Hunting Party

Elizabeth Moon
Hunting Party Cover

Hunting Party


Heris Serrano has come down in the world. Having left her beloved navy under a cloud, she has taken a job as captain of a private yacht for a rich aristocratic lady, and now has to cope with her new circumstances, the lady's spoilt nephew and his shallow friends, as they head off for a spot of fox-hunting.

The first thing to say about Hunting Party is that I enjoyed it a lot. It was very readable, the main characters were rounded and multi-layered, and I never stopped wanting to know what was going to happen.

The second thing to say about Hunting Party is that there's not a single science fictional idea in my description, above. The yacht is a starship, the navy is the Regular Space Service, and the foxes are genetically-engineered pseudo-foxes, but none of them particularly need to be, for story purposes. There's no great imagination going on here; no dazzling flights of fancy; just an adventure story wearing science fiction clothes.

_Task list_:
**1)** According to the review, what job has Heris Serrano taken after leaving the navy?
**2)** Decide whether each statement agrees with the review, answering yes or no and quoting the words that settle it: (a) The main characters are flat and simple. (b) In the book, the navy is the Regular Space Service. (c) The foxes are ordinary animals.
**3)** Quote the review from "Heris Serrano has" to "spot of fox-hunting.".
The material that comes next has no connection to the review.

Free-text object descriptions:
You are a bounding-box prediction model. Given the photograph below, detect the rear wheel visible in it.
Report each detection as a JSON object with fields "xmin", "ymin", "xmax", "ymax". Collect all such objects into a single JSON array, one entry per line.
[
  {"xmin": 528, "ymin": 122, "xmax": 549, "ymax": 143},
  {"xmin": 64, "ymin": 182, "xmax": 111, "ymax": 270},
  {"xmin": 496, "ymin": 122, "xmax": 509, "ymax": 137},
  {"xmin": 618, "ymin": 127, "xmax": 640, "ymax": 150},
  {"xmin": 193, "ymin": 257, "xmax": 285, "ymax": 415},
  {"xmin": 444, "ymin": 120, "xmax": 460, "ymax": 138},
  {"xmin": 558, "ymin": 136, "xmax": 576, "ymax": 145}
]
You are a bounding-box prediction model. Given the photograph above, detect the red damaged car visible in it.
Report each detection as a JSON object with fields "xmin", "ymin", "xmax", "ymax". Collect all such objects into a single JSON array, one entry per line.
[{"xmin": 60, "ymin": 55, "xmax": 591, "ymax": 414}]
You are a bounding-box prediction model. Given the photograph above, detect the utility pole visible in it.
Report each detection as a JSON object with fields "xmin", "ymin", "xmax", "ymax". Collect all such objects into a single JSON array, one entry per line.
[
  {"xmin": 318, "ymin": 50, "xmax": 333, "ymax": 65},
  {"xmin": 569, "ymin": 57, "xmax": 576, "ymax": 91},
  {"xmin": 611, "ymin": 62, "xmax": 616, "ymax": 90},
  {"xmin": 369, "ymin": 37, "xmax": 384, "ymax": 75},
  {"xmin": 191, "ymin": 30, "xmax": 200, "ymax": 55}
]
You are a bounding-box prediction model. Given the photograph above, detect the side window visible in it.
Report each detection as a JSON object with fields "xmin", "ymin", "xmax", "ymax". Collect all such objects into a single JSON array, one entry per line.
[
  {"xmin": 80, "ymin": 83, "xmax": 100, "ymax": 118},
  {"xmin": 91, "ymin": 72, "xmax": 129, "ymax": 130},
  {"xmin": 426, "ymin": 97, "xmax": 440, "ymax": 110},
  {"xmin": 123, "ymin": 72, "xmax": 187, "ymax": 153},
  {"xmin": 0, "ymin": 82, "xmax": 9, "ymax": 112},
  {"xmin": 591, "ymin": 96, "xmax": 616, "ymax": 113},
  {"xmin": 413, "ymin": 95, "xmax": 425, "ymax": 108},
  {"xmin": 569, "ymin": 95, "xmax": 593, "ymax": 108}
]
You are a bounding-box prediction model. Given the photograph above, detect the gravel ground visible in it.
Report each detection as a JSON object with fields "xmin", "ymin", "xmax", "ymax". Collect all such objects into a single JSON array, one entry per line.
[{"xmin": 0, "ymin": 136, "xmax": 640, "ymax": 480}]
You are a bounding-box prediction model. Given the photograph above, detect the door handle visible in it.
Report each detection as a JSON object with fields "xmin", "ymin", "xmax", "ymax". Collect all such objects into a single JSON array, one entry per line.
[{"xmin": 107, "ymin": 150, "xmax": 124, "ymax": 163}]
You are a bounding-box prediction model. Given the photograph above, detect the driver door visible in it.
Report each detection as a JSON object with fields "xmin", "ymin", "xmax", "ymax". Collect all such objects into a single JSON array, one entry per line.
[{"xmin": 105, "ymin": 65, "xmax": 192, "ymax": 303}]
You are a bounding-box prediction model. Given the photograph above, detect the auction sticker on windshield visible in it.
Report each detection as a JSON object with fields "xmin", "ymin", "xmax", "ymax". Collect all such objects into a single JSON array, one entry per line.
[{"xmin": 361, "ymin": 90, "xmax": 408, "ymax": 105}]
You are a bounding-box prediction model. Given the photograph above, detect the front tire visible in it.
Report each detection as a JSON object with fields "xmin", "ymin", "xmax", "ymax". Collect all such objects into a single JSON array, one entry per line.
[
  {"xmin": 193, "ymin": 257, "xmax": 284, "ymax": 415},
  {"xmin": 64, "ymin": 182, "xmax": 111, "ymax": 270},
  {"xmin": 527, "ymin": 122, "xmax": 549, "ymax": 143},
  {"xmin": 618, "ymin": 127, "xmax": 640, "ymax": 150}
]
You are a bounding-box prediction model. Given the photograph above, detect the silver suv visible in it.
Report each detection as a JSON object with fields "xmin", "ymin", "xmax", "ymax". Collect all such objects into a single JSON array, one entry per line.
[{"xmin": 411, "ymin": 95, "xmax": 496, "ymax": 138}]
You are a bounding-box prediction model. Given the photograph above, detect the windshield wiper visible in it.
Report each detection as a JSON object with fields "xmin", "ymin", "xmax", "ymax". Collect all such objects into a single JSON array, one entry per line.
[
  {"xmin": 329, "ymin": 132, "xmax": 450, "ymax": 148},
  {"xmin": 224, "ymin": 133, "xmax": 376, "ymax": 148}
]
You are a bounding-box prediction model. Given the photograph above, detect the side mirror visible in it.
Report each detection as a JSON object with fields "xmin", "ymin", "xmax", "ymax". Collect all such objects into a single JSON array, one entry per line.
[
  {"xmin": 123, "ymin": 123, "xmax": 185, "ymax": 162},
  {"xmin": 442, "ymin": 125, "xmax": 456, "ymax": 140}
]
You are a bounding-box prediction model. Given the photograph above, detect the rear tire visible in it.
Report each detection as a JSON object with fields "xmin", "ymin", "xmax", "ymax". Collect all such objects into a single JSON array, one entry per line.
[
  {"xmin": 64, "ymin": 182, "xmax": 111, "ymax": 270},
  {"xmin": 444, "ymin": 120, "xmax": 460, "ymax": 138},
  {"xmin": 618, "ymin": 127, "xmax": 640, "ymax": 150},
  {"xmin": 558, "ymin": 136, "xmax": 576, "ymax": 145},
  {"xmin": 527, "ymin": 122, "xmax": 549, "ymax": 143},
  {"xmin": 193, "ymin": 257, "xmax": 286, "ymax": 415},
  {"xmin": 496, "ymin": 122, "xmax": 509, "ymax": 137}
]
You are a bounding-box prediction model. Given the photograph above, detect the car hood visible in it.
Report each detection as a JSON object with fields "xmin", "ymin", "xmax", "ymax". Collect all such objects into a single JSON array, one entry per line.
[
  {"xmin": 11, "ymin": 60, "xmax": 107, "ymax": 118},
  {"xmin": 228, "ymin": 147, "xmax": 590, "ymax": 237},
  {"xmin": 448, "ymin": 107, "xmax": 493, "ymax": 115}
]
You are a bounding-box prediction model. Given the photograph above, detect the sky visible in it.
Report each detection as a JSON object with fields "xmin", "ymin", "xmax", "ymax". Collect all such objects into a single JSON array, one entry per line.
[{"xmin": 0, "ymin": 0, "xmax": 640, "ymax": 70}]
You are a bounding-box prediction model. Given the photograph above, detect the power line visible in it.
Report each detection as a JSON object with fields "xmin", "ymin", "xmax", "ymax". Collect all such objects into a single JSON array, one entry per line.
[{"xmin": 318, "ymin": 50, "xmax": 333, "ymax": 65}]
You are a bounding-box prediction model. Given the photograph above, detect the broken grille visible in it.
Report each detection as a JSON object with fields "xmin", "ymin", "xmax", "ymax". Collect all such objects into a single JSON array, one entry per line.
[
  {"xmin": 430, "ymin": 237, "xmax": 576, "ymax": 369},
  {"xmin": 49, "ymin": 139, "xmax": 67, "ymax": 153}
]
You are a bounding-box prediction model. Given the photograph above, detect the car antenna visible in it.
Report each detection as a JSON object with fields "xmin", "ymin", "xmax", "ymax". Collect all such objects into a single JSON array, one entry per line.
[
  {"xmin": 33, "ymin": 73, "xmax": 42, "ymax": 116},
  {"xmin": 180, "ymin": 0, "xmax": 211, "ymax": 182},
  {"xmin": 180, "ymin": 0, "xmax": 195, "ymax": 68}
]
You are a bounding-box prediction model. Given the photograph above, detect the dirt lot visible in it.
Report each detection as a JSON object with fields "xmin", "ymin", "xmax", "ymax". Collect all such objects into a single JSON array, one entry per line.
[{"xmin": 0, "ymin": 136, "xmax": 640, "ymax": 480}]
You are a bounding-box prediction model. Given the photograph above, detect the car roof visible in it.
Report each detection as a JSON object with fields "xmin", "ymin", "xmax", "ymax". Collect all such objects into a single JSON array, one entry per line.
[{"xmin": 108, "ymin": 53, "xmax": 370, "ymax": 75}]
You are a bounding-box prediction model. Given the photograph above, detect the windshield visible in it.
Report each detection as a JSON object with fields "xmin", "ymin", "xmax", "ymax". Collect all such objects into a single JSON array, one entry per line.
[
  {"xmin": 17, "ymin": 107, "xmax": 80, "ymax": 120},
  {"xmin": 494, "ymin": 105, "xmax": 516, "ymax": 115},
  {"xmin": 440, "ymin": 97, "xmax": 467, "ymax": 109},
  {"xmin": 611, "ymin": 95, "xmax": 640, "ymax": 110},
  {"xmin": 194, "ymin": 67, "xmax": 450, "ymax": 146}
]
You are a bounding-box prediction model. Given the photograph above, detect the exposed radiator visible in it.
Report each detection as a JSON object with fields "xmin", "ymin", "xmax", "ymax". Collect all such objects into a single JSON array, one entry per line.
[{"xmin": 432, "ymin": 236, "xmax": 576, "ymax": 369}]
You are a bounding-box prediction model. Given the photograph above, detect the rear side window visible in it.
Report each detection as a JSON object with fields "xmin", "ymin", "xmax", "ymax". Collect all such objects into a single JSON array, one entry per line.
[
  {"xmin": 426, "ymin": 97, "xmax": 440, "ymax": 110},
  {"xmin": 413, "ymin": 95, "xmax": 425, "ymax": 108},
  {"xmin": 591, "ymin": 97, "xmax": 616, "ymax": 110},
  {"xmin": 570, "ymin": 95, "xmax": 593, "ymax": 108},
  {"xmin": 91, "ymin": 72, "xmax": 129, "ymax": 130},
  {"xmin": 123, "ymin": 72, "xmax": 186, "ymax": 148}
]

_Answer section_:
**1)** She has become captain of a private yacht for a rich aristocratic lady.

**2)**
(a) No: "the main characters were rounded and multi-layered"
(b) Yes: "the navy is the Regular Space Service"
(c) No: "the foxes are genetically-engineered pseudo-foxes"

**3)**
Heris Serrano has come down in the world. Having left her beloved navy under a cloud, she has taken a job as captain of a private yacht for a rich aristocratic lady, and now has to cope with her new circumstances, the lady's spoilt nephew and his shallow friends, as they head off for a spot of fox-hunting.